RECORDS:
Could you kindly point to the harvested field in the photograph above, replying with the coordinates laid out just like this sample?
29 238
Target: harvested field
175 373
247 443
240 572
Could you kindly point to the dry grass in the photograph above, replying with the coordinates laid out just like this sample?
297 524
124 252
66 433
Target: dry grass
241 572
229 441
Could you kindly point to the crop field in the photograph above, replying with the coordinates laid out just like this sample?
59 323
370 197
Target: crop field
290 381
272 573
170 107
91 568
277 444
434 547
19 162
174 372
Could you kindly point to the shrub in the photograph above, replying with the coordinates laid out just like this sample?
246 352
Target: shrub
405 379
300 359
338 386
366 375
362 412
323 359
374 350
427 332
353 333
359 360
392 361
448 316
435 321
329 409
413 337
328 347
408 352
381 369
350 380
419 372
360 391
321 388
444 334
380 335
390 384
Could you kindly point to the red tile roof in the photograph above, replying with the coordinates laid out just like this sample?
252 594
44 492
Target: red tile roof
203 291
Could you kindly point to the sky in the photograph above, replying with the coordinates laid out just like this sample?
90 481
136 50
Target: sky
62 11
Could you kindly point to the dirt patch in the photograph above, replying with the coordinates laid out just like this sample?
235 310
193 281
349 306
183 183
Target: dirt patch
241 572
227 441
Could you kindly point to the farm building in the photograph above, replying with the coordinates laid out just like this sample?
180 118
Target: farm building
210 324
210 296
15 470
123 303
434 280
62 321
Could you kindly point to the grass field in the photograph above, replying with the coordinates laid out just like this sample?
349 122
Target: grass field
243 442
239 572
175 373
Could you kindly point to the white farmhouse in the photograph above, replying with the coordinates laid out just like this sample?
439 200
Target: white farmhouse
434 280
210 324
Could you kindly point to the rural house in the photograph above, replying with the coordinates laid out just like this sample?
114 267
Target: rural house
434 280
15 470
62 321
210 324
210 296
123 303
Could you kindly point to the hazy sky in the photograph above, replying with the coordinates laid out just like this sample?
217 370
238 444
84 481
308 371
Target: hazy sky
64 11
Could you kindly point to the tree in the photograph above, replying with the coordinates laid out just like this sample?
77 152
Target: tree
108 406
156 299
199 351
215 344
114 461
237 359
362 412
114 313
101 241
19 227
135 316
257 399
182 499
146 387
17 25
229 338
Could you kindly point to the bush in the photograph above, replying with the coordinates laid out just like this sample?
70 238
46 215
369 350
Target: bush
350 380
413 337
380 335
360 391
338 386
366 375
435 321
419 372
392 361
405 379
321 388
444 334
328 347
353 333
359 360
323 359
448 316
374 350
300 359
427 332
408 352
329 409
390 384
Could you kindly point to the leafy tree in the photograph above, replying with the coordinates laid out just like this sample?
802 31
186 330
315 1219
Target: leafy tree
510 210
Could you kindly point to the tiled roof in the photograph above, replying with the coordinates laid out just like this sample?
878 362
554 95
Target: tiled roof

TASK OBJECTIVE:
Write the data out again, verbatim.

OUTPUT OF THE TASK:
Could you kindly point to the harvested field in the photograph above, replying with the coordinates laid out just like this sample?
29 238
Target: harvested field
175 373
247 443
240 572
Could you kindly point to the dry grass in the photograph above, replying with the coordinates laid out just like this sample?
297 524
124 252
66 433
Target: dry grass
241 572
229 441
Could you kindly point to the crop field in the photograph above, replying with the coordinates laid out just like this sample?
59 323
370 197
Target: crop field
290 381
272 573
170 107
91 568
277 444
434 547
19 162
174 372
Could you kindly point to the shrub in the photograph above, replying with the coordinates laid out just like this sample?
246 352
Target: shrub
405 379
300 359
338 386
366 375
362 412
323 359
374 350
427 332
353 333
359 360
392 361
448 316
435 321
329 409
413 337
328 347
408 352
381 369
350 380
419 372
360 391
321 388
444 334
380 335
390 384
Could you kindly point to the red tile roof in the photograph above, replying with the coordinates laid out just like this sample?
252 594
44 492
Target: red tile roof
203 291
Could you kindly point to the sky in the photograph above, replying with the coordinates laid out just like this sample?
90 481
136 50
Target: sky
62 11
Could you kindly point to the dirt patch in the photograph above, replying with the coordinates laid out just like this sample?
235 310
193 281
349 306
183 183
Target: dirt patch
241 572
227 441
Could you kindly point to the farm building in the photograph above, replying with the coordinates laid out just like this sample?
180 118
Target: farm building
210 324
210 296
15 470
123 303
434 280
62 321
Could you kindly point to the grass field in the photograph above, replying with the coordinates laid out just like this sample?
349 122
Target: grass field
243 442
239 572
175 373
Could you kindly point to the white farmhouse in the photograph above, replying with the coordinates laid out just like this sample?
439 200
Target: white farmhouse
434 280
210 324
Could you kindly point to the rural house in the photograph above, replying with the coordinates laid out just like this sample?
114 267
Target: rural house
434 280
15 470
62 321
210 324
210 296
123 303
Could you kindly point to the hazy sky in the photograph above, replying with the coordinates laid out just like this sample?
217 370
238 444
84 481
308 371
Target: hazy sky
64 11
Could you kindly point to the tree in the photograph above, replying with the coordinates laid out just like this sample?
77 152
Target: tree
108 406
156 299
199 351
215 344
114 461
237 359
362 412
114 313
101 241
19 227
135 316
257 399
182 499
146 387
17 25
229 338
Could you kindly point to the bush in the photograph above, replying with the coordinates laid out just like this sample?
70 238
46 215
369 350
Target: bush
350 380
413 337
380 335
360 391
338 386
366 375
435 321
419 372
392 361
405 379
321 388
444 334
328 347
353 333
359 360
323 359
448 316
374 350
300 359
427 332
408 352
329 409
390 384
Could you kindly point to the leafy tree in the photograph above, replying with the coordinates laid out just like this sample?
802 31
186 330
315 1219
Target: leafy tree
510 210
Could you kindly point to the tiled roof in the photograph above, replying with the coordinates laid out just like this sample?
878 362
554 95
Target: tiled roof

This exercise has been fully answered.